Requirement:
Edit the records from the line containing "of the grille" through the end of the records, replacing "hazy sky" with "overcast sky" and leaving everything else unchanged.

%%

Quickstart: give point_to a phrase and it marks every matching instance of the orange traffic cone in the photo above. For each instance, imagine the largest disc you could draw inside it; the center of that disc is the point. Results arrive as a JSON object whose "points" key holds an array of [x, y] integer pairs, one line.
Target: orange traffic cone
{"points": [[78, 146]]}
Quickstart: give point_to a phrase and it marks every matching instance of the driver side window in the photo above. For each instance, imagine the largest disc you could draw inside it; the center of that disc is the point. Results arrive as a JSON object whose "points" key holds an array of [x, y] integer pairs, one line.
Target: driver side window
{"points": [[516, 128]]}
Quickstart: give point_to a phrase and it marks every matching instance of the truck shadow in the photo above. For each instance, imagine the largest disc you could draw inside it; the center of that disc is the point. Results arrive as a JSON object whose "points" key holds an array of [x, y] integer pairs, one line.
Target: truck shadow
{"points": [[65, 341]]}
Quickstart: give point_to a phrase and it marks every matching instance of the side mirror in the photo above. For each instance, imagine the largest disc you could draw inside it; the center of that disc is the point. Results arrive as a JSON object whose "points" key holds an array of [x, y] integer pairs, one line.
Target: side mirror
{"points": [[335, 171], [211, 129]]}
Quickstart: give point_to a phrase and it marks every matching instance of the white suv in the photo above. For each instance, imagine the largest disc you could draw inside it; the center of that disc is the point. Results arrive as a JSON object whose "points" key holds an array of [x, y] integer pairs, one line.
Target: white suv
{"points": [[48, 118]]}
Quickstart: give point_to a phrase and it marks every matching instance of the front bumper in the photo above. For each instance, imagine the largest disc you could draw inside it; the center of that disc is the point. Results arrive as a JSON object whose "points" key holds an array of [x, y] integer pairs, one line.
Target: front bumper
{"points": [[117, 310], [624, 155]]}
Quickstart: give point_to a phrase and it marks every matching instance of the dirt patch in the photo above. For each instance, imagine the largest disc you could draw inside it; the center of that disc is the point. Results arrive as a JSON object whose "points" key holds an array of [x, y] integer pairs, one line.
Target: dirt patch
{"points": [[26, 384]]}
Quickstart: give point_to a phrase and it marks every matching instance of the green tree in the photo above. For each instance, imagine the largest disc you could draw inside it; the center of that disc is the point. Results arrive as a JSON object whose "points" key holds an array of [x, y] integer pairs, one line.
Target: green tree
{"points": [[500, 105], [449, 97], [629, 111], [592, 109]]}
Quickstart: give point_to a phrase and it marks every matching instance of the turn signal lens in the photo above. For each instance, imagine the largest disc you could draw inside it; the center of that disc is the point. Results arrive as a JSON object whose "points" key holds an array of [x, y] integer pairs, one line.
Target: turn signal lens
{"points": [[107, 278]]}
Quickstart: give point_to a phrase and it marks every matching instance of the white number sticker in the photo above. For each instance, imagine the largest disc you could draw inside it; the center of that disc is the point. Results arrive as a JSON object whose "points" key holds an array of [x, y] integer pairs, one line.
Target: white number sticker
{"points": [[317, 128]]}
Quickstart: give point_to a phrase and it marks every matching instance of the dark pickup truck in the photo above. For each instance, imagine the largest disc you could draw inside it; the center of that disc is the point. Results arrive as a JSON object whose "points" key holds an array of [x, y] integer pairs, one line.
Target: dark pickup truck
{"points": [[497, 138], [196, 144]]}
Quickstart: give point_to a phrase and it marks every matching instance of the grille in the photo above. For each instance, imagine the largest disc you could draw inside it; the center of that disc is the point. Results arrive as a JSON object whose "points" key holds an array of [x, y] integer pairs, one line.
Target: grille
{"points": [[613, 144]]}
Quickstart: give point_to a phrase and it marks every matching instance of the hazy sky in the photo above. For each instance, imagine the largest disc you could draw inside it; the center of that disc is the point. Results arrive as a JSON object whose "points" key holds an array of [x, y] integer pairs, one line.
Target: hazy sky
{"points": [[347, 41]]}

%%

Solution to the exercise:
Quickstart: give point_to a phrase and it marks every matching instance of the grille in the photo above. For each instance, imagine the largest disc you could draw inside it; the center of that disc is the point. Results arrive as a JSON object whose "points" key holds an array of [x, y] integer pairs, one line.
Target: grille
{"points": [[613, 144]]}
Quickstart: give point_to a phrase and it marks every matching instance of the overcast sky in the photo above. For each instance, imagine the largest disc you could draw inside it; the center of that disc is the point. Results arrive as a JSON object whose "points" key holds an array of [x, y] integer pairs, one line.
Target: overcast sky
{"points": [[347, 41]]}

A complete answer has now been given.